(Data extracted from a collection)
§
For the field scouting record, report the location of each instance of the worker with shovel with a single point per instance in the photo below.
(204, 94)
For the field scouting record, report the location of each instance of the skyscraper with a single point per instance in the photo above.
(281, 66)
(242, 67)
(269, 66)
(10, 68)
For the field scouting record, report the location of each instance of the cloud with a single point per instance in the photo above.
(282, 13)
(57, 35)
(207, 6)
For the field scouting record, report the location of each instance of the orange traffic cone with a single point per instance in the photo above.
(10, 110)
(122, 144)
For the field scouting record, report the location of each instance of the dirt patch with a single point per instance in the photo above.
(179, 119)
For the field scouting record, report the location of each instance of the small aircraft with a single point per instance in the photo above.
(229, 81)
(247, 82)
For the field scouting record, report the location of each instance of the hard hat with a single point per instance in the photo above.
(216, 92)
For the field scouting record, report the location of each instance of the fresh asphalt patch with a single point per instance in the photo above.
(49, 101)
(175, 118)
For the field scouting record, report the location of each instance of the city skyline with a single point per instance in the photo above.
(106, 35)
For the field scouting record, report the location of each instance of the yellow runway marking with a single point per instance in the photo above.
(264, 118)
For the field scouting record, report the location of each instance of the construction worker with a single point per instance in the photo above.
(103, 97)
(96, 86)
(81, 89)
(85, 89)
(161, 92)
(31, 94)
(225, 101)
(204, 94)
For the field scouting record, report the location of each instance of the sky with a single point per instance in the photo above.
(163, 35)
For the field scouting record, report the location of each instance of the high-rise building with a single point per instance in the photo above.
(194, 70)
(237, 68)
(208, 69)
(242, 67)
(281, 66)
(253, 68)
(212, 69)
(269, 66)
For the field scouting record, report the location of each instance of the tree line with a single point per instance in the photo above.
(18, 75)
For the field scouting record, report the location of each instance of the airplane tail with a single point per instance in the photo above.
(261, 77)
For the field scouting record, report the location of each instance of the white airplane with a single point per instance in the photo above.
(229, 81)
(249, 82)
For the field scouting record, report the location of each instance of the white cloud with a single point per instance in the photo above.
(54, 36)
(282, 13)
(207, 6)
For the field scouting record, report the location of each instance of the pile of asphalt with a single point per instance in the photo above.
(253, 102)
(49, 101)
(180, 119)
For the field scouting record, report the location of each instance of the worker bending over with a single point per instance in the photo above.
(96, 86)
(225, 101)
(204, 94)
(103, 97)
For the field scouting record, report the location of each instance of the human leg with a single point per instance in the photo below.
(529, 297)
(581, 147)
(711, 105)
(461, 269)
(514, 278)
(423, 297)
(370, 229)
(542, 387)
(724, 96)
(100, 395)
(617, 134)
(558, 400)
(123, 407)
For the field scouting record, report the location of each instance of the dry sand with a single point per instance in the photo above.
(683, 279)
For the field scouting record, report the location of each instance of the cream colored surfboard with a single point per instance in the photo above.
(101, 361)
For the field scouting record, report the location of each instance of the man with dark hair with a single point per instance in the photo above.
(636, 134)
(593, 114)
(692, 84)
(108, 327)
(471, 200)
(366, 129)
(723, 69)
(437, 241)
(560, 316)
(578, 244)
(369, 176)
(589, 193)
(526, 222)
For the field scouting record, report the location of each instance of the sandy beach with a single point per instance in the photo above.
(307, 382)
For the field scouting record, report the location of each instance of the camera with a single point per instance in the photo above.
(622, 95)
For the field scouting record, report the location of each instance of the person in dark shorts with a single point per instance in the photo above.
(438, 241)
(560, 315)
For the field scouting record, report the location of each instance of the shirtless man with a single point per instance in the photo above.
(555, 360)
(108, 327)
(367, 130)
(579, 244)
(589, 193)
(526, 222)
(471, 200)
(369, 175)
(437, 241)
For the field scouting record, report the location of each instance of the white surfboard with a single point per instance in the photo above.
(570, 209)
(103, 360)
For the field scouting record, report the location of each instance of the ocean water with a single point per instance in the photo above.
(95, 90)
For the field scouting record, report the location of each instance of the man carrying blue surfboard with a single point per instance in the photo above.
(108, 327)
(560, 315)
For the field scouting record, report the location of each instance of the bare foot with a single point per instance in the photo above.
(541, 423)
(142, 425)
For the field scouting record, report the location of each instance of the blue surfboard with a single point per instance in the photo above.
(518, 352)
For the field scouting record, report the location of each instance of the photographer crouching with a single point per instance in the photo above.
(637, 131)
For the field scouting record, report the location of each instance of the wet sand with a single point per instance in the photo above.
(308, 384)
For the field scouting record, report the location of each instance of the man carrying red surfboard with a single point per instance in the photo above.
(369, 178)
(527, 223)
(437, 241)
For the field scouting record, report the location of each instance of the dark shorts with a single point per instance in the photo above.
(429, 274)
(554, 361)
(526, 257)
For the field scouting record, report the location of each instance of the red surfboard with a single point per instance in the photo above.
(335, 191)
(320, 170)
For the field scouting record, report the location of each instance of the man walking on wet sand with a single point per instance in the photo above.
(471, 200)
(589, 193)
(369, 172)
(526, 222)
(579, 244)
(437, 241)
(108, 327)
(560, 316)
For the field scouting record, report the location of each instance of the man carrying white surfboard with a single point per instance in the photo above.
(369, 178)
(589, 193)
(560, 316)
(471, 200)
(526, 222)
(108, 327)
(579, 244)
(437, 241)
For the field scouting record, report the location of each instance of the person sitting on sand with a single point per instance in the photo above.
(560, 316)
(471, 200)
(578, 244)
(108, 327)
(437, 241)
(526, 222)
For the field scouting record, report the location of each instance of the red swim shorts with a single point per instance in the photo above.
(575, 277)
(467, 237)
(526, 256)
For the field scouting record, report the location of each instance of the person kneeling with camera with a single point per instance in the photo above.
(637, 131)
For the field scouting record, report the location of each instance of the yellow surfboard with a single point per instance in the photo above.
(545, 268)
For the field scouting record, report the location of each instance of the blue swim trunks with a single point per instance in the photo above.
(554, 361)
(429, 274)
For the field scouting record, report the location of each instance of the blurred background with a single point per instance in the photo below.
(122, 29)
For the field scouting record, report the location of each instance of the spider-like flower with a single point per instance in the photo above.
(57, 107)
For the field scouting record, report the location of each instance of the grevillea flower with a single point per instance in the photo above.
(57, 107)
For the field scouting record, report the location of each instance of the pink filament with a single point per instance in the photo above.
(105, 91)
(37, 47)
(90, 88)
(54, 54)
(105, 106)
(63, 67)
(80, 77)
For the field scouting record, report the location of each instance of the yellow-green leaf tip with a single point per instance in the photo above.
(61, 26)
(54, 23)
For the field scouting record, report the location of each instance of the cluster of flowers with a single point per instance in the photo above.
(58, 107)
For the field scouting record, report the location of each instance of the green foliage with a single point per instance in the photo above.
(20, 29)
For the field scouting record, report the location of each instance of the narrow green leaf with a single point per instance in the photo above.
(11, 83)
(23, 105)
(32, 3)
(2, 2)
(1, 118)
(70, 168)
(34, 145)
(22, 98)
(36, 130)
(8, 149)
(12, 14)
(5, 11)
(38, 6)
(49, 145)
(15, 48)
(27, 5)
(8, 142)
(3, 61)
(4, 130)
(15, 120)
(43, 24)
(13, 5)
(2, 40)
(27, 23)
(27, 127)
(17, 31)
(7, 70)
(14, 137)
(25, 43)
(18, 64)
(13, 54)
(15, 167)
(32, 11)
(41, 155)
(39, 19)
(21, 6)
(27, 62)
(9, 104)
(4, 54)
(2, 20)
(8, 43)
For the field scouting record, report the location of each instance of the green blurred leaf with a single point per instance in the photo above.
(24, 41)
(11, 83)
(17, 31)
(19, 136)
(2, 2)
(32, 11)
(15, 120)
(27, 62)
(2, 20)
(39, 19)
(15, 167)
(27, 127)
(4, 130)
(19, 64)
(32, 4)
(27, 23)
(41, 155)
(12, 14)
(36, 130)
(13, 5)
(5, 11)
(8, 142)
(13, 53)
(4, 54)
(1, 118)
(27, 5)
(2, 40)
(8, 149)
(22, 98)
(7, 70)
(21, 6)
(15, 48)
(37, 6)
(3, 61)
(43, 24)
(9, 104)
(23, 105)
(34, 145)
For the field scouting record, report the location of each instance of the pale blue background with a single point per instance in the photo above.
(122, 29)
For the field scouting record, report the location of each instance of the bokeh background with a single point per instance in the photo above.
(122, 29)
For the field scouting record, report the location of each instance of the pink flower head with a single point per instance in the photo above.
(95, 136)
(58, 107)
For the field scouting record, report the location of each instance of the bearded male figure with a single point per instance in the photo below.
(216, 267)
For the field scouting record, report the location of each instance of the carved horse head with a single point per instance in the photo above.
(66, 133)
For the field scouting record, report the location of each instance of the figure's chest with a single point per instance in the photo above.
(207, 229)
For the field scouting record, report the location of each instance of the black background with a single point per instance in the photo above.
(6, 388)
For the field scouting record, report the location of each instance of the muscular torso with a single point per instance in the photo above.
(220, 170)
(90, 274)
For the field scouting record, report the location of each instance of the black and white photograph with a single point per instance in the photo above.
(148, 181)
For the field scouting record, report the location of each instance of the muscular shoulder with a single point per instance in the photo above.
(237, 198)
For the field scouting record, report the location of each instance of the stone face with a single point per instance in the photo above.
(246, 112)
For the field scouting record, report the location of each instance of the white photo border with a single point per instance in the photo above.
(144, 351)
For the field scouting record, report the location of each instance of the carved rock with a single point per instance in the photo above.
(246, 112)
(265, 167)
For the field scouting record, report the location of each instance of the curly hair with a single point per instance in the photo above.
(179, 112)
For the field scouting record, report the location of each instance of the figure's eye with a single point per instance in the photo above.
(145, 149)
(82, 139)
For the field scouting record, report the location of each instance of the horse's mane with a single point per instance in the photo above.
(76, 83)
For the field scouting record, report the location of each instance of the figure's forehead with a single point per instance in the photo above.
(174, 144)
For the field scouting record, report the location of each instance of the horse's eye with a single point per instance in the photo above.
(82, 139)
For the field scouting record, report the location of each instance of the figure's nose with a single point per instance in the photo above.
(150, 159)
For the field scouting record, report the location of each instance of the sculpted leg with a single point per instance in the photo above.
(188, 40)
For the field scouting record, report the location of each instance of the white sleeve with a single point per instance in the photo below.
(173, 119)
§
**Aim of the task**
Which lines run from the one containing "of the sculpted" to the end of the entries above? Quote exactly those, and only those.

**Exercise result**
For the field scouting record, report the location of each instance of the sculpted leg with a single point per instance in the photo above.
(188, 40)
For the field scouting record, report the location of each instance of the white sleeve with a single point per instance in the photo below.
(173, 119)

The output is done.